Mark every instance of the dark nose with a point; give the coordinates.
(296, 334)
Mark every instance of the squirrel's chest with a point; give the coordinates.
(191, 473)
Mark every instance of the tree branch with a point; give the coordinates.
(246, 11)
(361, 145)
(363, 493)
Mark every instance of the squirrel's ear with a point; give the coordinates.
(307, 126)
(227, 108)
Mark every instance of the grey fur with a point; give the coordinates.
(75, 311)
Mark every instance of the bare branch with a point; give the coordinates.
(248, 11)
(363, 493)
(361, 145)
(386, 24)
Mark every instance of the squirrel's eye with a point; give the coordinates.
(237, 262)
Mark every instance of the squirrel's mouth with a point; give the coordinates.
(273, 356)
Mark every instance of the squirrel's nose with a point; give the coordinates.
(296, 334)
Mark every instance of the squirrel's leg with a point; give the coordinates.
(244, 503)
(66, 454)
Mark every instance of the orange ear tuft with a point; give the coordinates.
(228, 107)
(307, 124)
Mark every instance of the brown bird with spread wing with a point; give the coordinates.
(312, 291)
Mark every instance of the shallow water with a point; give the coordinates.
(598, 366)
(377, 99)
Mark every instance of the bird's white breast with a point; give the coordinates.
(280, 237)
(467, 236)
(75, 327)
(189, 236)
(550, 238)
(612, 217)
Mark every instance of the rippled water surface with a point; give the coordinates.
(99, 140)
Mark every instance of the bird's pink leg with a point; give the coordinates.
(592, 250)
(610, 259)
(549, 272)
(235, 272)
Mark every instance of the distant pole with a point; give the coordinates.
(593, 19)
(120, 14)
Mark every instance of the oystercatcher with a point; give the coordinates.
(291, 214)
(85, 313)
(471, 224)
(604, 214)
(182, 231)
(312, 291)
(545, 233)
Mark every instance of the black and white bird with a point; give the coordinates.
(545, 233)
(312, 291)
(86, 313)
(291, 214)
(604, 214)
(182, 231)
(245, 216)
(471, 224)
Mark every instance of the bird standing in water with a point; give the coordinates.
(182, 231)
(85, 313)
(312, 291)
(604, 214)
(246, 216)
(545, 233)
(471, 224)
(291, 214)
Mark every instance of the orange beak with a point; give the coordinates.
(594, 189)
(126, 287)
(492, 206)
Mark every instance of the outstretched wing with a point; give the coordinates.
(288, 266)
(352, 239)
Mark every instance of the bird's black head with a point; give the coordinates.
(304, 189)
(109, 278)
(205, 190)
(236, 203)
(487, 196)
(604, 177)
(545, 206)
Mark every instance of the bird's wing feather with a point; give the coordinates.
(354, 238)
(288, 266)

---

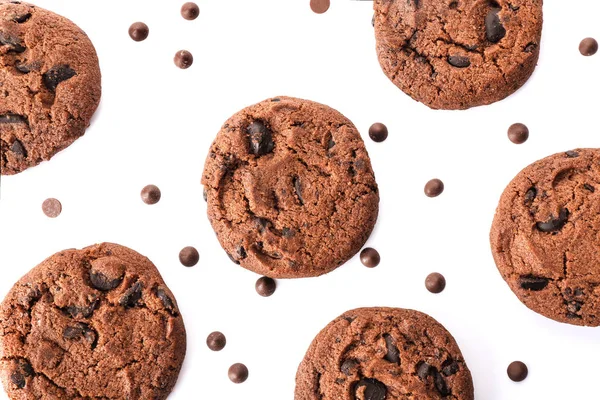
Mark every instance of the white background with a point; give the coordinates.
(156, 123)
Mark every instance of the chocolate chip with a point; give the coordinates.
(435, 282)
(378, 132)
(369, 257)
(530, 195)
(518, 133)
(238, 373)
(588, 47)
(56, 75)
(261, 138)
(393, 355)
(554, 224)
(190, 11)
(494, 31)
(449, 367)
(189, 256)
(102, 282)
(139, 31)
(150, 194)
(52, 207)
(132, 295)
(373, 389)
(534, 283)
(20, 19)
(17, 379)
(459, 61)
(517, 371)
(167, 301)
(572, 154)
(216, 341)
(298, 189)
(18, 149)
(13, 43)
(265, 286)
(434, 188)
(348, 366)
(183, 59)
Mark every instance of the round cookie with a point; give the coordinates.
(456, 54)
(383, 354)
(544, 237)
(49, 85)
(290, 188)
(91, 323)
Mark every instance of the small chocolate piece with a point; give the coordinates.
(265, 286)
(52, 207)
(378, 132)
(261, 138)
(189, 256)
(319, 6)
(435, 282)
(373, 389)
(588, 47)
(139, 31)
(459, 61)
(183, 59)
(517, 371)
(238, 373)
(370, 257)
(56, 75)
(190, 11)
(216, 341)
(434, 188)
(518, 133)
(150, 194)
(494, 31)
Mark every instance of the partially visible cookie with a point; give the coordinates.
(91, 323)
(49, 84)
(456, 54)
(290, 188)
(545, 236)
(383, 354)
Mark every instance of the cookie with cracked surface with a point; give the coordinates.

◆ Work to do
Turn the part of the rows above that opens with the line containing "Mark every instance of the partially" and closes with the line containing "Mark every instance of the cookie", both lines included, into a numbered list without blank lines.

◆ Problem solution
1. Mark every instance of the partially visible cookie with a point; give the coordinates.
2. (91, 323)
3. (49, 84)
4. (456, 54)
5. (290, 188)
6. (545, 236)
7. (383, 354)
8. Mark every instance of the cookie with cracked surface with a point; give the coordinates.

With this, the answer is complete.